Exercise tasks -
1: In the passage on the Iron Data sale, can you substitute "supplier" for "contractor" while giving the part that starts at the words "no contractor ." and ends after "services, or products."?
2: How would you say this sentence from the passage on the Iron Data sale in Spanish: "Iron Data has a subcontract agreement with Lockheed for this work."

Document segment -
◇ ◇ ◇
In addition to the seven named Defendants, there were sixteen additional selling unitholders (collectively with Defendants, "Sellers").

B. Facts

The facts are drawn from the complaint in Superior Court C.A. No. N12C-11-053-DFP (the "Superior Court Complaint" or "Complaint") and the exhibits to the complaint in Court of Chancery C.A. No. 7975-VCP (the "Court of Chancery Complaint"), including the Purchase Agreement, the Buyer's notice of claim, and the Sellers' response to the notice of claim. Neither party objects to the Court taking judicial notice of the Court of Chancery Complaint and its exhibits. I therefore consider these documents as evidence. See In re Gen. Motors (Hughes) S'holders Litig., 897 A.2d 162, 169 (Del. 2006) (noting that, on a motion to dismiss under Rule 12(b)(6), "[t]he trial court may also take judicial notice of matters that are not subject to reasonable dispute").

Iron Data provides software-based products to automate and manage complex processes for government and commercial customers. One of the Company's long-term customers is the Social Security Administration ("SSA"). The Company has processed more than 90% of the disability claims in the United States due to a sole source contract with the SSA. For approximately thirty years, the SSA has used a system known as the Disability Case Management, or DCM, system. The SSA recently replaced the DCM system with a new system, the Disability Case Processing System, or DCPS. In 2010, the SSA selected Lockheed Martin Corporation ("Lockheed") as the prime contractor to implement the new DCPS system. Iron Data has a subcontract agreement with Lockheed for this work. The subcontract provides for pricing on a "firm fixed price" basis. In fact, in the Company's more than twenty years of experience with the SSA, the SSA has awarded purchases of software products and related services only on a firm fixed price basis, as opposed to on a "time and materials" basis.

Compl. ¶¶ 1-2.

Also in 2010, Iron Data determined to pursue potential acquirers. The Buyer ultimately purchased all outstanding securities of the Company from the Sellers for $175 million (the "Transaction"). These parties entered into a purchase agreement on May 9, 2011 (the "Purchase Agreement" or "Agreement"). The Purchase Agreement named Thompson Street and Anvil as "Sellers' Representatives." Among other things, it provided for indemnification by the Sellers in certain circumstances, including for a breach of Iron Data's representations and warranties. The parties placed approximately $10 million of the purchase price and certain shares of stock in escrow to cover any indemnification claims. The escrow funds are governed by a separate agreement (the "Escrow Agreement").

This dispute arises from the Buyer's alleged discovery that it was defrauded by the Sellers and, as a result, that it paid more for Iron Data than the Company was worth. The Buyer's main allegation is that the Individual Defendants knew that one of the Company's most important contracts, the subcontract with Lockheed, soon would change from a firm fixed price basis to a materially lower time and materials basis. In Section 3.25 of the Purchase Agreement, Iron Data had represented and warranted that

no contractor . . . has notified the Company or any Company Subsidiary in writing (or, to the Knowledge of the Company, orally) of any intention to stop, materially decrease the rate or materially change the terms (whether related to payment, price or otherwise) with respect to buying or supplying as the case may be, materials, services, or products.
◇ ◇ ◇
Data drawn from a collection

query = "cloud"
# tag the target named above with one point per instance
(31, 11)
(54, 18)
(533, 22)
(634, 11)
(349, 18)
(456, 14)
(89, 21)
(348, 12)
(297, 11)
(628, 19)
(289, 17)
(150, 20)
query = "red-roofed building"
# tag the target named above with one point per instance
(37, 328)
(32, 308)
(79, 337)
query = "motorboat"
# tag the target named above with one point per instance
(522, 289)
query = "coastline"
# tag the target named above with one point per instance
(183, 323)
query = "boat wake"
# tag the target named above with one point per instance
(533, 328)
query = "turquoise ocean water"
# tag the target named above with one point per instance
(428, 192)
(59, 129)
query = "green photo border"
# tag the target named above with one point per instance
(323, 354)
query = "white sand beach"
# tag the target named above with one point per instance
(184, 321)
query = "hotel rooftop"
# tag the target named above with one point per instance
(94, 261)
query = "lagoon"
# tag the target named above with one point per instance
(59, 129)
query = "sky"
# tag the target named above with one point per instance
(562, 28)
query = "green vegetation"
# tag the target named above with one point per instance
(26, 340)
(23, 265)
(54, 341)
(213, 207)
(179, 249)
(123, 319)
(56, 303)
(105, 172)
◇ ◇ ◇
Correct answers -
1:
no supplier . . . has notified the Company or any Company Subsidiary in writing (or, to the Knowledge of the Company, orally) of any intention to stop, materially decrease the rate or materially change the terms (whether related to payment, price or otherwise) with respect to buying or supplying as the case may be, materials, services, or products.

2: Iron Data tiene un acuerdo de subcontratación con Lockheed para este trabajo.